:: DIRECTIVE ::
Duplicate the lines below, starting at the one containing "Section B, Question 2: Mark the worker" and ending at the one containing "[137, 57, 205, 190]", with both of those lines included.

:: STORED ROWS ::
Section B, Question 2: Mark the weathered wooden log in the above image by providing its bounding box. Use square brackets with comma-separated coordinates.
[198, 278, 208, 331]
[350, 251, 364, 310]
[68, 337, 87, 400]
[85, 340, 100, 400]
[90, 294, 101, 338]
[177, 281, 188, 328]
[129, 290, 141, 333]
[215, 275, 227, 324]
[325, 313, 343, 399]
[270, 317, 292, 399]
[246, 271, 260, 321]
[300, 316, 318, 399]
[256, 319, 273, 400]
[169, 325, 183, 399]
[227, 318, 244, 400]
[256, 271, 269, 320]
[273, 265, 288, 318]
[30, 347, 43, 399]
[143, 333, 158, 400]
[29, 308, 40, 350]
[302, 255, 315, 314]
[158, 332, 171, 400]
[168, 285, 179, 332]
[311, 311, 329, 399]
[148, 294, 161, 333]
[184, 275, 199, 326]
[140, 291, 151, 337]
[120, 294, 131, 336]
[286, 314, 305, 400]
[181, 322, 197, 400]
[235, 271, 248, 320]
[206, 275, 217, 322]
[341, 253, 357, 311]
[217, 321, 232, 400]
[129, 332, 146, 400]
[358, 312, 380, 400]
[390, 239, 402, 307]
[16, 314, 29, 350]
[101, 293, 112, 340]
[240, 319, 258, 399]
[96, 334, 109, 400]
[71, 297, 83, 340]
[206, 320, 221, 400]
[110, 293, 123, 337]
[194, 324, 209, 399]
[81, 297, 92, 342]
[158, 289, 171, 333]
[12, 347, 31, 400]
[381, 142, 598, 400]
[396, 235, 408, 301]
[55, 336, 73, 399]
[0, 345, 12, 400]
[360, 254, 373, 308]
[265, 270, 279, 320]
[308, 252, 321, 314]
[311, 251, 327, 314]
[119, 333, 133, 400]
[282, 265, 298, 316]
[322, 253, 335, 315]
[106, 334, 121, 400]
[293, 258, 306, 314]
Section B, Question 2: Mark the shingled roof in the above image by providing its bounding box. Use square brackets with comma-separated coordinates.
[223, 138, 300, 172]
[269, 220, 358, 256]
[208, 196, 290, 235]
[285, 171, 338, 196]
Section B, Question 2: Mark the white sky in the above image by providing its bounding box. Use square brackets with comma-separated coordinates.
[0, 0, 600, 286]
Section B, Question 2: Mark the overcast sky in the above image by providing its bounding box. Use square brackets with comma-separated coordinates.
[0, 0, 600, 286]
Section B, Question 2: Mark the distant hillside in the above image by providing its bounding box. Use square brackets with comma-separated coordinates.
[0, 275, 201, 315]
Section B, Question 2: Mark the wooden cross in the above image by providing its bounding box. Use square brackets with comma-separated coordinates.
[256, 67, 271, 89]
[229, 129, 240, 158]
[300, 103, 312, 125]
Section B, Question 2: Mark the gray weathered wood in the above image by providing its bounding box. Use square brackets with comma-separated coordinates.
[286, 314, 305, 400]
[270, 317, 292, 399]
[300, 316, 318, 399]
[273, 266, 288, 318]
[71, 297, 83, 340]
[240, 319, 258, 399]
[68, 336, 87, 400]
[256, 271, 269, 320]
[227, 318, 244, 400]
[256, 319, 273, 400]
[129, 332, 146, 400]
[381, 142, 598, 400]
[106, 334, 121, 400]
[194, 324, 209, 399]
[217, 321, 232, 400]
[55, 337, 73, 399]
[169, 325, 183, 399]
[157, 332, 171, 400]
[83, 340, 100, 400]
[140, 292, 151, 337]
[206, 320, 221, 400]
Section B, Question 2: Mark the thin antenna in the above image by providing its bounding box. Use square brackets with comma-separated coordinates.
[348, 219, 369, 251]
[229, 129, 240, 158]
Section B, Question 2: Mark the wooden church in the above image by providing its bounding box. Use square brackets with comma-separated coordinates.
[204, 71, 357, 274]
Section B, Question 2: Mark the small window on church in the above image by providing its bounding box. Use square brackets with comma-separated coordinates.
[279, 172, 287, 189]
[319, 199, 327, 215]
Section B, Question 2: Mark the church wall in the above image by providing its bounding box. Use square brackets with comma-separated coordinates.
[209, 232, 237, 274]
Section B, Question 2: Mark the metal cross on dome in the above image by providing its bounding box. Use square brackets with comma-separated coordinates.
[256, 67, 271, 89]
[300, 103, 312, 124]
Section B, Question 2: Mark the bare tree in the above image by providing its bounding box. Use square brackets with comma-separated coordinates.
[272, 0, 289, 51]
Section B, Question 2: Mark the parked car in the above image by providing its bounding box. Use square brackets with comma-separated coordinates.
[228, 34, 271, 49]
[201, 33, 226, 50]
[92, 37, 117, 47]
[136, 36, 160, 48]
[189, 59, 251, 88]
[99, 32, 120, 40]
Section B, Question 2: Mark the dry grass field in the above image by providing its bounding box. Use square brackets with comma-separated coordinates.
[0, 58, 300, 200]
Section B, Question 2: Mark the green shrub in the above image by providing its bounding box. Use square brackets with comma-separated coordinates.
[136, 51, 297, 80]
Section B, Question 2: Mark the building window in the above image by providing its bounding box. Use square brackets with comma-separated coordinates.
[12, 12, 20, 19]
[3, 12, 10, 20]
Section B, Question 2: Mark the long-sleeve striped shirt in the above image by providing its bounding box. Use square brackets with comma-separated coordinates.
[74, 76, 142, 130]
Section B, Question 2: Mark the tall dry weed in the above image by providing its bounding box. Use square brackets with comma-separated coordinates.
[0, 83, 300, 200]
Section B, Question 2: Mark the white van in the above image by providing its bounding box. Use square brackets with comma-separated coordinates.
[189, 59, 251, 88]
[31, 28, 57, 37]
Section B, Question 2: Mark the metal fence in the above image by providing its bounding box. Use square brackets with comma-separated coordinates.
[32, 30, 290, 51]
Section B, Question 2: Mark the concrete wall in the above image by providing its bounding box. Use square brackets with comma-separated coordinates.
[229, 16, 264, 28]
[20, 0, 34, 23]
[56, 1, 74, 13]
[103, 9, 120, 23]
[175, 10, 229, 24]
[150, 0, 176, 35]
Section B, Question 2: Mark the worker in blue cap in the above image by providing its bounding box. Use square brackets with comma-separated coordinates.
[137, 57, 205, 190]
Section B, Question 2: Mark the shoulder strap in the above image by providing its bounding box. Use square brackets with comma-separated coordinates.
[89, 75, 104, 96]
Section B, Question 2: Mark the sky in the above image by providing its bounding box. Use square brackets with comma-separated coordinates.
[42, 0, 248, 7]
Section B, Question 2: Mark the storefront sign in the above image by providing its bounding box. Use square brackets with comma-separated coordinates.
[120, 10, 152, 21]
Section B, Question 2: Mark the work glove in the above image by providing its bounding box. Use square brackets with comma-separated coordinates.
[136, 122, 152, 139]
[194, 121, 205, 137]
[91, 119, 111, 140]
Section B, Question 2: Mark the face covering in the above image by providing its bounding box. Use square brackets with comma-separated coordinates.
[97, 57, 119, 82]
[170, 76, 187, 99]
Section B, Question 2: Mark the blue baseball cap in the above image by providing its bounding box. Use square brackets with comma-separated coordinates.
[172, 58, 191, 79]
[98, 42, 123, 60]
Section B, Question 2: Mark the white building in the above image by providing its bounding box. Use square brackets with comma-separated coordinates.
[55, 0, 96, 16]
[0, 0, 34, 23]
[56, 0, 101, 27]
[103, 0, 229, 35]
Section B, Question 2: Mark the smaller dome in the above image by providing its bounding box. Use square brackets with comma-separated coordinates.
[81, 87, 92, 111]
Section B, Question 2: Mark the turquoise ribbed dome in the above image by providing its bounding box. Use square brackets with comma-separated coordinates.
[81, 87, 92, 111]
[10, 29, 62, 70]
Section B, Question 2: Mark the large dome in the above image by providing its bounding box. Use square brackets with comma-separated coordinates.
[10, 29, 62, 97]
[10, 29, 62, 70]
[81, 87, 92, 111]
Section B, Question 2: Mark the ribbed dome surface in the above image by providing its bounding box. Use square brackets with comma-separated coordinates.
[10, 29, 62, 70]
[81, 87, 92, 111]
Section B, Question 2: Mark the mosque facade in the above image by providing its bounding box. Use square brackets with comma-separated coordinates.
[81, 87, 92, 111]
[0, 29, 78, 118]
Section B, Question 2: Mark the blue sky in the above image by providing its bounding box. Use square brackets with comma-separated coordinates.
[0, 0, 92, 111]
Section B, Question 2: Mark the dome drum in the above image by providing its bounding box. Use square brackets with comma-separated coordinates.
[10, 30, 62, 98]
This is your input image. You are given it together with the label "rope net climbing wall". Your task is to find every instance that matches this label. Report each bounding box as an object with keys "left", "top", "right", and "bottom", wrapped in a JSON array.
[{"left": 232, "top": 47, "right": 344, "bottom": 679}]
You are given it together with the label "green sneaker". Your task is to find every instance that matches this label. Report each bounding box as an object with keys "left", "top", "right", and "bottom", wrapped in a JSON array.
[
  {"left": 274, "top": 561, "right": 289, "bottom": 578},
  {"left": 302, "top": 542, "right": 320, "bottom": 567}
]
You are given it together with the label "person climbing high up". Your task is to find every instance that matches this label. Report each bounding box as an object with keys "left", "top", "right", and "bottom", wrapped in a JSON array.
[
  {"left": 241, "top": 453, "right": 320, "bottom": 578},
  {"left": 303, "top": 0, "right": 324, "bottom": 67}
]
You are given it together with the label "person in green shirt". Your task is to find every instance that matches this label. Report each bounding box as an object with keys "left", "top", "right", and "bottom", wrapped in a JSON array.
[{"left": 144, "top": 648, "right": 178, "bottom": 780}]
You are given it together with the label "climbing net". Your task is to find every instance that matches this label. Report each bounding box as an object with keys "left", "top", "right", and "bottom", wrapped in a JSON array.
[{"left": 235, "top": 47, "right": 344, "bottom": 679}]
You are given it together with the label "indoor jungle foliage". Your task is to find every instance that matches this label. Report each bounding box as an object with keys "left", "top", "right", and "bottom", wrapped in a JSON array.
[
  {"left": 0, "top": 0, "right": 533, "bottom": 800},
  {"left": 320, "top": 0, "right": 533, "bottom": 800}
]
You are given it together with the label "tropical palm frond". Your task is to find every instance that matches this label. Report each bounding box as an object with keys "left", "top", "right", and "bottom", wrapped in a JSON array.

:: RESULT ::
Section B, Question 2: Mark the worker in blue cap in the above image by providing its bounding box. Use square brackets with comma-separated coordinates.
[137, 57, 205, 190]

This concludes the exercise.